* [Exercise description] Go to the line containing "the boat hull" in the records below and retype from there through the final line, exactly.

····················

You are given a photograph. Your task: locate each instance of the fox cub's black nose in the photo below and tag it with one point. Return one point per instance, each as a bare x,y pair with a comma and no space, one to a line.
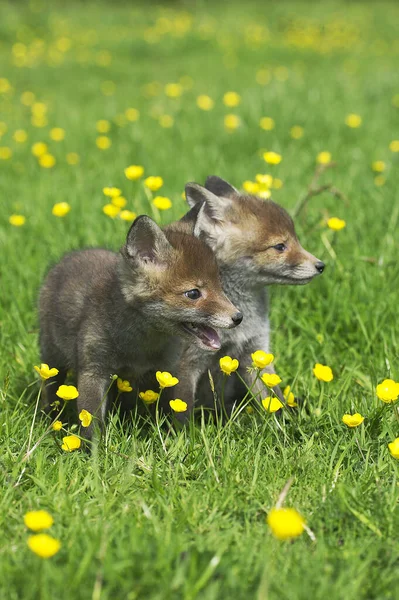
237,318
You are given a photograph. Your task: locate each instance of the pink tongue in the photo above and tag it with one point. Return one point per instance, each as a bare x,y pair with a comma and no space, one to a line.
210,337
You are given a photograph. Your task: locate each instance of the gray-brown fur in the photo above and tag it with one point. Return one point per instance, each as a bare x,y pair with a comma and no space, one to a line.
104,313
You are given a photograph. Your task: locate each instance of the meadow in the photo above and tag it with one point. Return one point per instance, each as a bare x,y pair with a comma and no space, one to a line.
89,89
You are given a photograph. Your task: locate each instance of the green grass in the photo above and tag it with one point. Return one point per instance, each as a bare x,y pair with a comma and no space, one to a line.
136,521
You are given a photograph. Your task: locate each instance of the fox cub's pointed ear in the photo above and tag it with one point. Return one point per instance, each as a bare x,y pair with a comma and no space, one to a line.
147,242
220,187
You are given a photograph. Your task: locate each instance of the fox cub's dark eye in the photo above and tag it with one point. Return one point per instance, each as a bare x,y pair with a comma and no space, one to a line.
193,294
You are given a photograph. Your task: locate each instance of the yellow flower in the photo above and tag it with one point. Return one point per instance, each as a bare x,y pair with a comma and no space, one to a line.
394,448
45,372
71,443
261,359
132,114
165,379
178,405
20,136
85,418
289,397
272,158
123,385
296,132
61,209
47,161
36,520
285,523
378,166
111,210
266,123
134,172
103,142
162,203
353,420
72,158
149,397
231,99
119,201
388,390
17,220
205,102
154,183
251,187
352,120
103,126
44,545
57,134
271,404
231,122
173,90
323,158
322,372
39,148
336,224
127,215
112,192
5,153
67,392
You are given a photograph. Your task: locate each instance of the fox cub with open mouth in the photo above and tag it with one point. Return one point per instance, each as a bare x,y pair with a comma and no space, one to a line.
103,313
255,245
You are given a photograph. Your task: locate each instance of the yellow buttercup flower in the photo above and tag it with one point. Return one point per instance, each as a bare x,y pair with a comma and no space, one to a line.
165,379
266,123
228,365
285,523
205,102
271,404
57,134
36,520
231,99
271,379
153,183
178,405
394,448
123,385
67,392
323,158
111,210
388,390
17,220
134,172
85,418
322,372
272,158
61,209
71,443
43,545
162,203
352,120
353,420
45,372
261,359
336,224
289,397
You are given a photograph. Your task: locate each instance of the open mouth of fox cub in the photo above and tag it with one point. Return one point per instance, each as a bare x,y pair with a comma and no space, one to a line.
206,335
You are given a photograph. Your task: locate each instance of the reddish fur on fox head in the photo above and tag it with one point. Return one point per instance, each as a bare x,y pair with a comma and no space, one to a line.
249,232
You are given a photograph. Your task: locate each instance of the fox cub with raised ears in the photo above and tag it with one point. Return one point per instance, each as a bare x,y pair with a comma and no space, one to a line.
255,245
104,313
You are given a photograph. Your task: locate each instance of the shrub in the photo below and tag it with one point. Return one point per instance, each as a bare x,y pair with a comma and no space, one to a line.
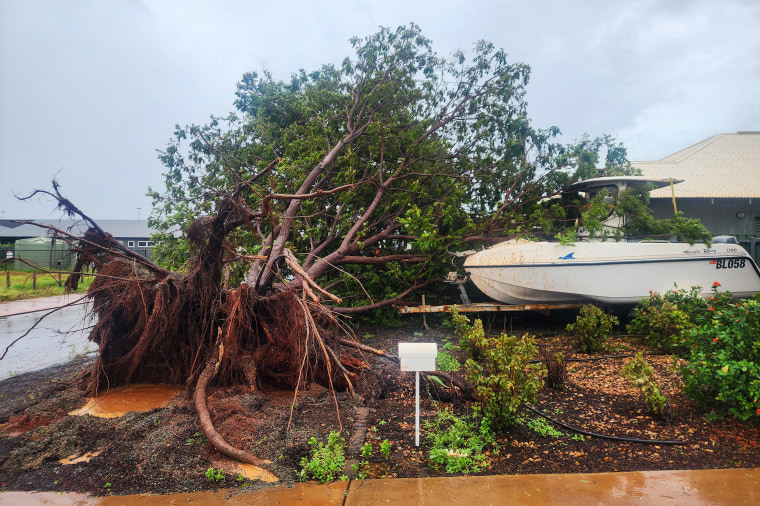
723,368
660,323
458,443
327,460
641,375
446,362
591,329
500,368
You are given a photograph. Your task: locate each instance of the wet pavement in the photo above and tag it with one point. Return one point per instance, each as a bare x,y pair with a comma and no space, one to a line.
704,487
39,304
701,487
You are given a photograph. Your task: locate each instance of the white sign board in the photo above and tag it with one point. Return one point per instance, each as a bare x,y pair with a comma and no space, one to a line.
417,357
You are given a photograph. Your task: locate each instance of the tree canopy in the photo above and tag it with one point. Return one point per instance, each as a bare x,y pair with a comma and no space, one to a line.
369,174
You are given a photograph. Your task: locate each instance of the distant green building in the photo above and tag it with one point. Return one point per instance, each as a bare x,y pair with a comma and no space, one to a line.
42,252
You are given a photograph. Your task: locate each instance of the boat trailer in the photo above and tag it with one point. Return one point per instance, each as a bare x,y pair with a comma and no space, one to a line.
468,307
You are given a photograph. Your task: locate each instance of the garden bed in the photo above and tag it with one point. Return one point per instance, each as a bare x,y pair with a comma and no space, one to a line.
160,451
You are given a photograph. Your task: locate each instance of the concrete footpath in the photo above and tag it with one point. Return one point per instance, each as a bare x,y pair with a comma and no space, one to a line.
704,487
40,304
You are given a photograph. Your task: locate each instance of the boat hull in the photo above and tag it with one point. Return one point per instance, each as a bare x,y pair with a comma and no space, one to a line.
522,272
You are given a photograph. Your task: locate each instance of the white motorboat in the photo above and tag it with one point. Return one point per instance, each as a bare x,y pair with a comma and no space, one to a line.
524,272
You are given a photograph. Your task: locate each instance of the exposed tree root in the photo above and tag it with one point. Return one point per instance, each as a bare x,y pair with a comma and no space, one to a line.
213,437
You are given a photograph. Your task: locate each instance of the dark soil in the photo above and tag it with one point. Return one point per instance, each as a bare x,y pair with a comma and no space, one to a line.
161,451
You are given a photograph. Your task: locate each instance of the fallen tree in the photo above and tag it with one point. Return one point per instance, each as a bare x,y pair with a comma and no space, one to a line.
338,193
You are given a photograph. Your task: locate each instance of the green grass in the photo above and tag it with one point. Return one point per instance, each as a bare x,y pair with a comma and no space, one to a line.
47,285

····················

* [Exercise answer]
You are given a photograph. Your task: locate each instance of the boat hull in the photo above and tag it with one point. Return one point per instance, each as a bare x,y pair with a comma and no space, one to a line.
522,272
You are given a photograph. Your task: locate each instance of the white motorboat in the photo above and tag it with one point. Return one point per instance, each as a bare x,y pair with a comma and no space, one to a line.
524,272
You are given a photograph. Your task: locate each instance of the exposed tree root in the photo above and tag it with one point. Return one point per instance, each as a bare x,y pair with a comma and no space, one to a line.
213,437
You are given a photograph. Your task: locate each instance of the dark soil in the photo above and tag it with one point. Return one point per instance, each as a bare x,y pair with a comma and no space, one to a line.
161,451
You are given a photograph. Your task: locate each instance of the fallen tree in the photo above and tag it with one point. Return one point per instance, each as a bare x,y pair with a comma and no space, one to a line.
338,193
You are given a photograph. Your task: locate each instance of the green grass in the photo above and tag it with one point. Return one point per instance, each as a bare x,y pair with a comma and no space, one to a line.
47,285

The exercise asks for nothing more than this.